◆ **To do**
[a] Summarize the review in two sentences.
[b] Rewrite the passage of the review starting at "And the writing, I" and ending at "works, it works.", renaming "Miles" as "Walter".
[c] Continue the review from the point at which it stops.

The novel has a sort of omniscient narrator who is telling the story, coming at us with asides and quips about things not even the characters necessarily know or understand, especially about themselves. I found this charming and quite often funny, and humour is something that can be hit or miss in fiction. I think it worked here - partly because we understand from the outset that this is going to be an eccentric and perhaps slightly absurd tale.
Miles is a good husband and dad, but he’s a bit lost. He’s 12 years late on his PhD, which still isn’t finished, and he senses he’s becoming a disappointment to his family. His wife Kate has been offered a visiting professorship at a college in Vermont, and he decides this is the fresh start he needs to move forward. Together with their two kids and their dog (called Giuseppe which honestly was hilarious to me), they move across the country from L.A to New England. When they get there, they meet a cast of characters who feel like strangers at first, but soon become their community.
In many ways this follows the age-old trope of city slickers moving to the country and getting more than what they bargained for. Mason leans into stereotypes in a way I found mostly endearing but sometimes grating – how many oddballs can there be in one small town? Nonetheless he writes with real love about these people, and at no point did I think he was trying to be nasty. In offering up these typecasts his point is very clear: that person you at first judged is a human being too. When you enter a new place with its own set of local lore and ways of living, you must be accepting in order to be accepted. At the end of the day, their peculiarities are assets and their community is stronger for it.
Miles himself fell into a stereotype – he’s a white, middle-class, middle-aged guy trying to find himself. A case can be made that it’s not that interesting, and there are moments the book felt baggy to me in that respect, especially combined with SO many quirky side characters. Even though I could see what he wanted to do with these tropes, they still wore a bit thin. Having said that, his quest to find connections with those around him, even when they didn’t feel like people he woul be friends with in his previous life, ultimately felt affirming rather than cliched.
The story obviously builds towards a crisis, but I didn’t feel the stakes were high enough for me to be truly worried. I think I would have liked the tension to go up a notch. As it was, I felt basically comfortable that everything would be nicely resolved. Then again this is a mostly ordinary family dealing mostly with ordinary things. Their children are growing and changing, their personal expectations of life are shifting, they sometimes withhold information from each other. All of that was explored nicely, even if i didn’t think it was unique.
And the writing, I must say, is as good as ever – he is just so striking with his imagery, and there are moments of genuine humour. Some chapters are transcripts of a radio program that Miles listens to, for example, and they felt somehow both ridiculous and pitch-perfect! I said I wasn’t going to compare North Woods, but I do think it’s worth noting that it feels as though Mason is trying to have a bit more fun here – he is, I think, reaching for whimsy and charm, and even though he doesn’t always get there when it works, it works.

Image location labeling entries
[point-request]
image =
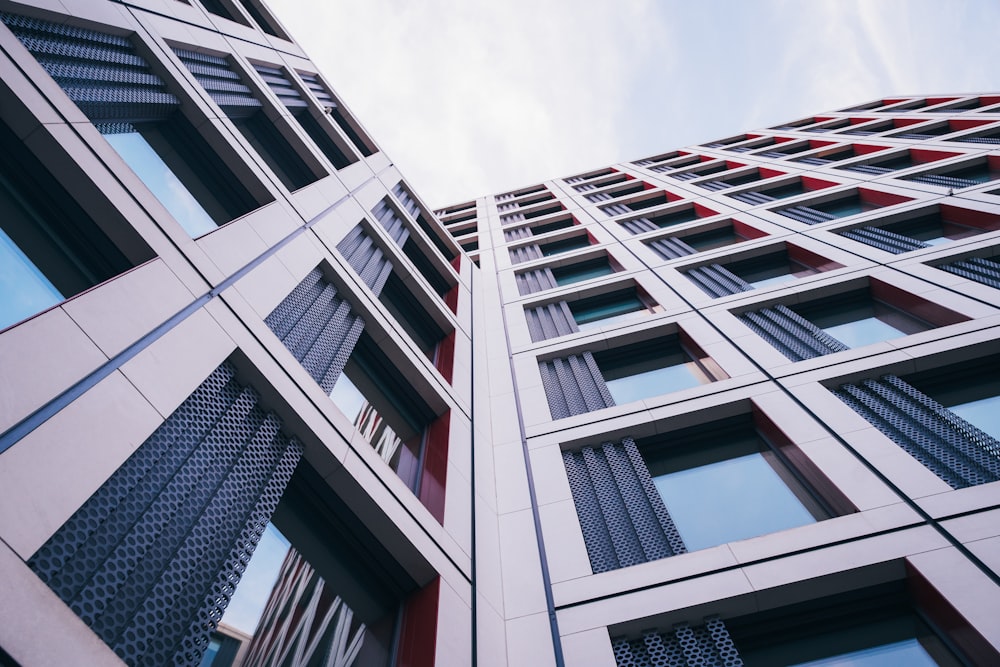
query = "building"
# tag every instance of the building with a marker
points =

◆ **Answers for the tasks**
[a] The review describes a novel by Mason in which Miles, a husband and father 12 years late on his PhD, moves with his family from L.A. to New England after his wife Kate is offered a visiting professorship at a college in Vermont, and there they come to find community among the town's eccentric residents. The reviewer finds the omniscient narrator's humor, the striking imagery and the reach for whimsy largely successful, while judging the stereotyped characters somewhat thin, the book baggy at moments and the stakes of its crisis too low.

[b]
And the writing, I must say, is as good as ever – he is just so striking with his imagery, and there are moments of genuine humour. Some chapters are transcripts of a radio program that Walter listens to, for example, and they felt somehow both ridiculous and pitch-perfect! I said I wasn’t going to compare North Woods, but I do think it’s worth noting that it feels as though Mason is trying to have a bit more fun here – he is, I think, reaching for whimsy and charm, and even though he doesn’t always get there when it works, it works.

[c]
A mixed bag for me but overall, I think it’s a good book and an interesting evolution for Mason. I will be curious to hear what others think when it comes out on 7 July.
People in Love by Claire Daverley (2026, gifted)
I like a romcom every now and then. I have my go-to favourites, like Emily Henry, and find them to be delightful palate cleansers. But the emphasis for me in ‘romcom’ is the com – laughs are essential! The truth is I’m not really a romance reader in any other respect. The closest I would come is maybe Sally Rooney? But there’s usually other stuff going on in her books.
Anyway, this is not the fault of romances at all. I’m just someone who doesn’t react well to overwrought romantic situations even in my real life, and I find it just as unbearable to read about it on the page.
This preamble sounds like I’m about to launch into a critique of People in Love, which I would call a contemporary romance. But this one surprised me! I was kindly sent an early copy by the publisher and decided to be brave and try it. So I sat on the couch one Saturday afternoon and before I knew it, I’d whipped through 200 pages without pausing to check the time – I was late to dinner that night, but it was a good reminder that judging genres sometimes holds you back from a lovely reading experience, as this ended up being.
The book is about Nora and Robin. They just got engaged, and even though they’ve always said they didn’t care about marriage, they find themselves excited by the prospect of this wedding because they are deeply in love.
The book is also about Nora and Bren: her best friend, her first love, the one she was prepared to leave their small town for. They were going to travel the world together, free from social norms and expectations. Except that didn’t happen – when Bren’s father died unexpectedly, he left on his own and even though they’re still in touch, the silent longing between them has remained unspoken.
Bren’s been living in New Zealand, and when Nora invites him to her engagement party on a whim, she doesn’t think he’ll actually come. BUT OBVIOUSLY HE DOES! And then there’s trouble, because it turns out she isn’t quite over the drama of her youth.
This is set partly in London and partly in Hertfordshire and let me just say, half the charm is in the setting for me with these kind of books. I liked the countryside descriptions and London is one of my favourite cities in the world, so that was a plus. This is another one that leans into certain tropes, and I decided to just go with it rather than fight it. It’s a road not taken story, and sure, the characters are basically a bit of a cliche. Nora is the slightly offbeat sweetheart who does everything for everyone. Her mother is a raging feminist. Robin is the nice guy, too good to be true BUT HE IS TRUE. And Bren has mild bad boy energy – he’s here to wreck the party and is too self-centred to see how his actions are hurting Nora.
Standard. But does it mean I enjoyed the book any less? Nope!!
The ending was slightly unexpected, but it all resolved in exactly the right way and that is exactly what I wanted. And Daverley’s writing is good, although that overwrought feeling I described earlier is definitely there. I wouldn’t say I was emotionally broken by this – no tears from me, I’m afraid. But I was invested in the love triangle for sure, and even though I am not into romantic angst, I enjoyed that pleasant tug of wanting everything to be OK for everyone involved.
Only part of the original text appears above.